|We had a nice breakfast this morning before heading to Hot Springs to visit the Mammoth Site. It was a beautiful day with white puffy clouds and a nice breeze. We stopped for a few minutes at Prairie City to check out the prairie dogs. I know they are a pain and destructive to boot, but oh my, they are cute. A couple of miles later we encountered a small herd of buffalo off to our left and had to wait a minute or two for 5 or 6 to cross the road in front of us. I'm glad Gary & Lynne got to see them without going on a search for them in the park. Gary took a couple of nice pics.
We arrived at the Mammoth Site, the world's largest mammoth research facility, visitor's center just in time to purchase our tickets, watch a short introductory film and hook up with our small guided tour group.
The story of the Mammoth Site is quite interesting. In 1974 a local developer began a housing project here with a bit of land excavation. Some unusual bones and tusks turned up unexpectedly. The developer's son was a student at Chadron State College across the border in Nebraska. Apparently the student mentioned the find to one of his professors there. Before long, the cat was out of the bag, the housing project abandoned and a dig at the sinkhole was underway.
We learned that this sinkhole formed approximately 26,000 years ago when a cavern in the Minnelusa limestone collapsed. The collapse caused a vertical shaft called a breccia (BREH-chee-uh) pipe to form. The ground surface of Spearfish Shale, a rock strata, also caved in. This opened a sixty-five foot deep 120 X 150 foot sinkhole.
Enticed by the warm water and pond vegetation, the mammoths entered the pond to eat, drink or bathe and then could not escape. The mammoths were unable to find a foothold to scale the steep shale banks. Trapped in the pit, the mammoths ultimately died of starvation, exhaustion, or drowning.
The watering hole, active for about 350-700 years, slowly filled with layers of drying silt, sediments, and dying mammoths. The mud, which had aided in trapping the mammoths, now entombed and preserved the mammoth remains.
★ ★ ★ ★ ★ ★ ★
Decide whether each statement agrees with the Mammoth Site account. Answer yes or no, and quote the deciding words from the account.
1. The sinkhole formed about 26,000 years ago.
2. The developer's son attended a college in South Dakota.
3. The watering hole stayed active for more than a thousand years.
The rows after this point are separate material with no connection to the Mammoth Site account.

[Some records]
★ ★ ★ ★ ★ ★ ★
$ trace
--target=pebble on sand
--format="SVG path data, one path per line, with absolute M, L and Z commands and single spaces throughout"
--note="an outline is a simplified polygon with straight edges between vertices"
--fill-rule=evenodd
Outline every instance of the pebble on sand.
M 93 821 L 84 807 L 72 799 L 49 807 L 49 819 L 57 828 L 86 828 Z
★ ★ ★ ★ ★ ★ ★
* _The completed task_:
1. Yes: "this sinkhole formed approximately 26,000 years ago"
2. No: "Chadron State College across the border in Nebraska"
3. No: "active for about 350-700 years"